====== Reading text ======

Fisher information matrix for single molecules with stochastic trajectories

Tracking of objects in cellular environments has become a vital tool in molecular cell biology. A particularly important example is single molecule tracking, which enables the study of the motion of a molecule in cellular environments by locating the molecule over time and provides quantitative information on the behavior of individual molecules in cellular environments, which were not available before through bulk studies. Here, we consider a dynamical system where the motion of an object is modeled by stochastic differential equations (SDEs), and measurements are the detected photons, emitted by the moving fluorescently labeled object, that occur at discrete time points, corresponding to the arrival times of a Poisson process, in contrast to equidistant time points, which have been commonly used in the modeling of dynamical systems. The measurements are distributed according to the optical diffraction theory, and therefore, they would be modeled by different distributions, e.g., an Airy profile for an in-focus and a Born and Wolf profile for an out-of-focus molecule with respect to the detector. For some special circumstances, Gaussian image models have been proposed. In this paper, we introduce a stochastic framework in which we calculate the maximum likelihood estimates of the biophysical parameters of the molecular interactions, e.g., diffusion and drift coefficients. More importantly, we develop a general framework to calculate the Cramer-Rao lower bound (CRLB), given by the inverse of the Fisher information matrix, for the estimation of unknown parameters and use it as a benchmark in the evaluation of the standard deviation of the estimates. There exists no established method, even for Gaussian measurements, to systematically calculate the CRLB for the general motion model that we consider in this paper. We apply the developed methodology to simulated data of a molecule with linear trajectories and show that the standard deviation of the estimates matches well with the square root of the CRLB. We also show that equally sampled and Poisson distributed time points lead to significantly different Fisher information matrices.

====== Dataset content ======

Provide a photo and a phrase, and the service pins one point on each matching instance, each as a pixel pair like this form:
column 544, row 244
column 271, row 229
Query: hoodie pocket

======

■ Required tasks ■
A - List the models or profiles that the passage on single-molecule tracking names for the distribution of the detected photons.
B - Please state what the passage on single-molecule tracking says the Cramer-Rao lower bound is given by.
The material comes from a separate source, unrelated to the passage on single-molecule tracking.

■ Responses per task ■
A -
- Airy profile (for an in-focus molecule)
- Born and Wolf profile (for an out-of-focus molecule)
- Gaussian image models (for some special circumstances)

B - The inverse of the Fisher information matrix.